[[ SELECTED EXTRACT, beginning ]]
In contrast to Hexton, it took the best part of five years to find a buyer for historic Woodmancote Place near Henfield, West Sussex, at its original asking price of £7.95m, its owner having steadfastly refused to reduce the price throughout that time.

Set in 149 acres of lakeside gardens and grounds, the romantic Tudor manor – once owned by Sir Edward Seymour, who was executed for treason in 1552 – was bought by a local businessman who had been patiently watching from the sidelines, waiting for the right time to make his move, reveals James Mackenzie, head of selling agent Strutt & Parker’s national country department.

Ince Castle

Ince Castle

You’d be forgiven for thinking that the open-market launch of a 13,958sq ft castle in Cornwall, at a guide price of ‘excess £7m’ in April, would be a lost cause under present trading conditions, but you’d be wrong, says James Mackenzie with glee. Having set the ball rolling on elegant, Grade I-listed Ince Castle (also pictured top), which stands on its own 190-acre, private peninsula overlooking the River Lynher, near Saltash, in the Tamar Valley AONB, joint agents Knight Frank and Strutt & Parker were soon reeling in enquiries from around the world.
[[ SELECTED EXTRACT, end ]]
[[ PROVIDED DATA, beginning ]]
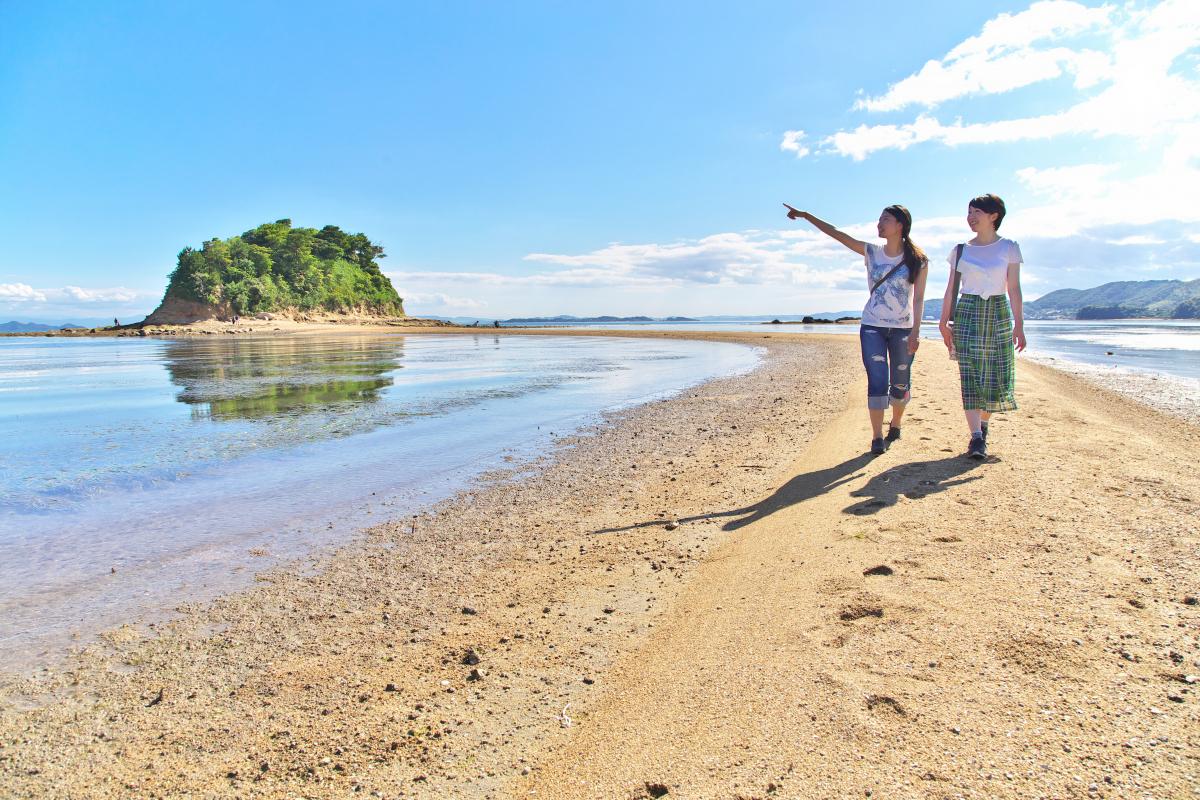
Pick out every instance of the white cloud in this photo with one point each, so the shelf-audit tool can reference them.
(21, 293)
(791, 143)
(1144, 95)
(78, 294)
(1003, 56)
(69, 294)
(1138, 239)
[[ PROVIDED DATA, end ]]
* _TASK LIST_
A: According to the passage on country house sales, who bought Woodmancote Place?
B: Summarize the passage on country house sales in two sentences.
C: Go on with the passage on country house sales from the point where it stops.

* _RESULTS_
A: A local businessman who had been patiently watching from the sidelines bought it.

B: Historic Woodmancote Place near Henfield, West Sussex, took the best part of five years to sell at its original asking price of £7.95m, because its owner refused to reduce the price, and a local businessman who had been waiting for the right time bought it. Grade I-listed Ince Castle in Cornwall was launched in April at a guide price of "excess £7m," and joint agents Knight Frank and Strutt & Parker soon received enquiries from around the world.

C:
The agents eventually netted a South Africa-based buyer for the 13-bedroom castle, beautifully restored by its long-term owners, Viscount Lennox-Boyd of Merton and his wife, Alice, following a fire that gutted the building in 1988.

The Old Rectory at West Woodhay

The Old Rectory West Woodhay

Like Ince Castle, another special country house to rise phoenix-like from the ashes of a disastrous fire was Grade II-listed The Old Rectory at West Woodhay, in the North Wessex Downs AONB.

Launched on the market in May, at a guide price of £7.75m through Knight Frank and Savills, the impeccably restored Georgian former rectory, set in 14 acres of wonderful gardens and grounds on the edge of the 2,000-acre West Woodhay estate of which it was once a part, shook the market to its core by finding a buyer – reputedly at well over the guide price – almost before the ink had dried on the sales particulars.

Bowhill House

Bowhill

More than ever in 2018, successful sales have depended on the willingness of vendors to set a ‘sensible’ guide price from the outset – whatever ‘sensible’ is, of course.

One example of a swift and successful sale for more than the guide price was that of handsome Bowhill House at West Stoke, which launched on the market with Savills at a guide price of £4.95m in May and sold for £5.15m in July.

For sale for the first time in 30 years, the imposing Edwardian-style house, built in about 1936, stands in splendid gardens and grounds on the edge of West Stoke village, gateway to the Kingley Vale National Nature Reserve, a particularly beautiful area of the South Downs National Park.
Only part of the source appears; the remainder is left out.